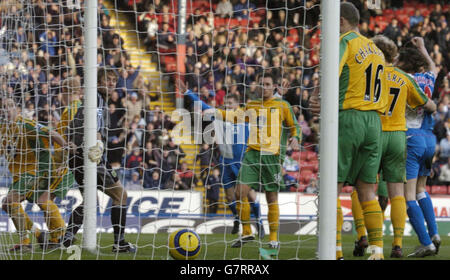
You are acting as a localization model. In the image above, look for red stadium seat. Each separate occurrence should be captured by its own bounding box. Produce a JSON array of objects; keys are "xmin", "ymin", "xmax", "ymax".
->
[
  {"xmin": 297, "ymin": 184, "xmax": 307, "ymax": 193},
  {"xmin": 287, "ymin": 171, "xmax": 300, "ymax": 181},
  {"xmin": 300, "ymin": 170, "xmax": 314, "ymax": 185},
  {"xmin": 431, "ymin": 185, "xmax": 448, "ymax": 195},
  {"xmin": 306, "ymin": 151, "xmax": 317, "ymax": 162},
  {"xmin": 448, "ymin": 186, "xmax": 450, "ymax": 195},
  {"xmin": 426, "ymin": 185, "xmax": 432, "ymax": 193}
]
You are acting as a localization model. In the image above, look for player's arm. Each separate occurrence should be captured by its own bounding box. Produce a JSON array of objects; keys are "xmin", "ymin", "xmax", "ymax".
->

--*--

Work to be completed → Reproduce all entries without any change, and omit the pictures.

Answer section →
You are acting as a localization model. In the image above, look for red stadium seat. Each separate occurrence should be captured by its own bounding box. Produce a JSON array of objects; keys are "xmin", "ymin", "xmax", "ymax".
->
[
  {"xmin": 297, "ymin": 184, "xmax": 307, "ymax": 193},
  {"xmin": 287, "ymin": 171, "xmax": 300, "ymax": 181},
  {"xmin": 300, "ymin": 170, "xmax": 314, "ymax": 185},
  {"xmin": 431, "ymin": 185, "xmax": 448, "ymax": 195},
  {"xmin": 306, "ymin": 151, "xmax": 317, "ymax": 162},
  {"xmin": 448, "ymin": 186, "xmax": 450, "ymax": 195},
  {"xmin": 426, "ymin": 185, "xmax": 432, "ymax": 193}
]
You are acting as a localization model. In the image above, look for player's arm. Each separate occurrence should be captured by its own bounding box. Produce a JSON array of objects; keys are "xmin", "ymin", "xmax", "ymax".
->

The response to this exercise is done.